任务说明: 把下面所有记录中的"photo"改成"image"，其余内容一字不动，重新写出全部记录，图片不要放进结果。

#### 输入记录

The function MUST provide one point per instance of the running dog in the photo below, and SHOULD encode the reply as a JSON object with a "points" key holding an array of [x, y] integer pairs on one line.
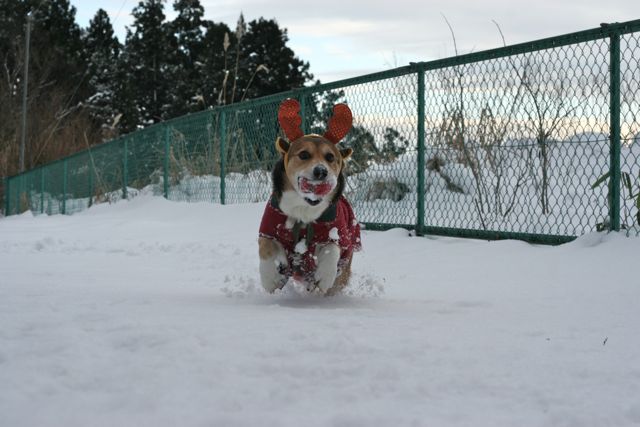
{"points": [[308, 231]]}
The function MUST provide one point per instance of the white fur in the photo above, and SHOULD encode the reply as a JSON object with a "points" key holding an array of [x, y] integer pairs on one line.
{"points": [[270, 278], [294, 206], [327, 260]]}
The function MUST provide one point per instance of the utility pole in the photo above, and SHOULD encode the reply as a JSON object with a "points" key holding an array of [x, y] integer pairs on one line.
{"points": [[25, 90]]}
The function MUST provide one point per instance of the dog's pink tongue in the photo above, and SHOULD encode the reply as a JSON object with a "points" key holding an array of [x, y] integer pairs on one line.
{"points": [[321, 189]]}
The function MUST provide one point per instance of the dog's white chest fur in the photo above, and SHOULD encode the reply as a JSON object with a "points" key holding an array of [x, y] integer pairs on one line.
{"points": [[297, 209]]}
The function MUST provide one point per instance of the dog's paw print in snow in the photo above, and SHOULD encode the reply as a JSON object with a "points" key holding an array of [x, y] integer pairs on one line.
{"points": [[365, 286], [241, 287]]}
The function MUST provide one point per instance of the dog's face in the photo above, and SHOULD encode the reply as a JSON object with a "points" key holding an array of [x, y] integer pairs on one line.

########

练习输出:
The function MUST provide one point per instance of the running dog in the image below, and SHOULD encode the reply as a JSON object with a "points" key holding an array of [x, y] integer pairs on one line.
{"points": [[308, 231]]}
The function MUST provide one point per instance of the white fur in the image above, and SHOULD encode the reply as a JSON object with a "points" key holding an array of [x, y] integer pairs on one line.
{"points": [[270, 278], [294, 206], [327, 260]]}
The function MUST provide one point per instance of the utility pole in the image above, and SHOULD encode the reply as a JSON object with a "points" key holding an array of [x, y] integer pairs on one line.
{"points": [[25, 90]]}
The function MUST provide one point per instance of the dog's pink tongue in the image above, and SHOULD encode the reply as a JSON object with a "points" key holding an array of [x, y] integer pairs on one line.
{"points": [[321, 189]]}
The function MUST provide one point per instance of the dog's white chest fur in the image above, and SHOULD encode the reply as a JSON object with a "points" key holding an array of [x, y] integer pairs on one line.
{"points": [[297, 209]]}
The function MUST provide one point per instance of the dog's paw print in snow in the image above, and SHOULD encode the reply as a JSON object with a "points" key holding an array of [x, y] integer pairs on one line.
{"points": [[365, 286], [241, 287]]}
The function MUST provide one point per instance of the dog's face in the image above, and SHOULD encode the reply as a JSON object with a "points" key holding an array of [x, y] integer pairs on one line.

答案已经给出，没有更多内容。